■ **Given instruction**:
Count the lines in the listing below that contain the string "black", and give only the number.

■ **Extracts from datasets labeled with boxes**:
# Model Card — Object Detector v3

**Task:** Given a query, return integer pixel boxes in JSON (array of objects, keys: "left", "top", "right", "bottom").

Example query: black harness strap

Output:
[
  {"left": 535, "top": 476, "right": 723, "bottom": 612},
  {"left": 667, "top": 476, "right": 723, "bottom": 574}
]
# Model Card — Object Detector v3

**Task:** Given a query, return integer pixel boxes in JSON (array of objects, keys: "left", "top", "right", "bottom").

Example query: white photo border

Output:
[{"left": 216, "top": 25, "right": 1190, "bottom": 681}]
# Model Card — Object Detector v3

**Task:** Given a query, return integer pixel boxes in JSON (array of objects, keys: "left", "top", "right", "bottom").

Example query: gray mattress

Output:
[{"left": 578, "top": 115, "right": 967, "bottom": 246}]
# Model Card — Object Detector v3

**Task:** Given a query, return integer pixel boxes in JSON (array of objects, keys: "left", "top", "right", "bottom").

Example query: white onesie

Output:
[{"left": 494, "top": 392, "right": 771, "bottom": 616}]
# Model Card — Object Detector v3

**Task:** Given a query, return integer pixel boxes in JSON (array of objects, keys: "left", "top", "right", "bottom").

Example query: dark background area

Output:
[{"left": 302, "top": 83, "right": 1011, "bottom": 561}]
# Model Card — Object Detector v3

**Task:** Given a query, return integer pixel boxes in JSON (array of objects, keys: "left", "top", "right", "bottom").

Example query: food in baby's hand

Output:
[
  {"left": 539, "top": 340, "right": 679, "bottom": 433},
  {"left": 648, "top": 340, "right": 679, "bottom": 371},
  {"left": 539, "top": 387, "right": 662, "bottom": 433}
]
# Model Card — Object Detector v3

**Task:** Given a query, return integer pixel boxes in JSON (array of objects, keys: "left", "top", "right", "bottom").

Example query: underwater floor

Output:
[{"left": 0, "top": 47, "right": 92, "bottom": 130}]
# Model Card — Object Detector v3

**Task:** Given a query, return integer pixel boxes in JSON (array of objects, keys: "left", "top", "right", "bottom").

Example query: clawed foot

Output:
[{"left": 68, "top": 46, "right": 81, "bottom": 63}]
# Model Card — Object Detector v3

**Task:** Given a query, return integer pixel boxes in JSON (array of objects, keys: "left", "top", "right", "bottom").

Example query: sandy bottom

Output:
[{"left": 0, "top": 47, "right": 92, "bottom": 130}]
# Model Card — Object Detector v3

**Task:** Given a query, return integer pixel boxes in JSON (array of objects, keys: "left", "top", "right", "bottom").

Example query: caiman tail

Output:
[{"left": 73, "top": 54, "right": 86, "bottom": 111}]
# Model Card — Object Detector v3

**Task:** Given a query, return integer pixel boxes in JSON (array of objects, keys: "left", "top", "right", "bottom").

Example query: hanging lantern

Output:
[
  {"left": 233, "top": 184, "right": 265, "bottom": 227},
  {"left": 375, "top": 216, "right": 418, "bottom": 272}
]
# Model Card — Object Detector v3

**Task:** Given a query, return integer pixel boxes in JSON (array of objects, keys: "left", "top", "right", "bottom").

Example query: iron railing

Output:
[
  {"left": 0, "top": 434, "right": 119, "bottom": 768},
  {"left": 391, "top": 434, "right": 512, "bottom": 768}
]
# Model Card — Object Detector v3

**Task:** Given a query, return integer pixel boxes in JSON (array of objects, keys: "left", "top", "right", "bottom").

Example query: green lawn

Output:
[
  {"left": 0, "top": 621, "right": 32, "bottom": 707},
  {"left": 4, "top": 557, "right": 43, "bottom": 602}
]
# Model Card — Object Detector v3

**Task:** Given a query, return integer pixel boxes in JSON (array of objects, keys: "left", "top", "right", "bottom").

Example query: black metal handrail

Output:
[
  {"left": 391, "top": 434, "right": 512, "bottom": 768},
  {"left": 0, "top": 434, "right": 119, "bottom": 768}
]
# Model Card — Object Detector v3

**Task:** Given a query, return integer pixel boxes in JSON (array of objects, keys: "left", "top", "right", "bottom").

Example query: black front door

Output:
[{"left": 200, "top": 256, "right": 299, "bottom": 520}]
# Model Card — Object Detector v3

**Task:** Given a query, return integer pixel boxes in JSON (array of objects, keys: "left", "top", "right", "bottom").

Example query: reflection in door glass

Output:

■ **Correct output**:
3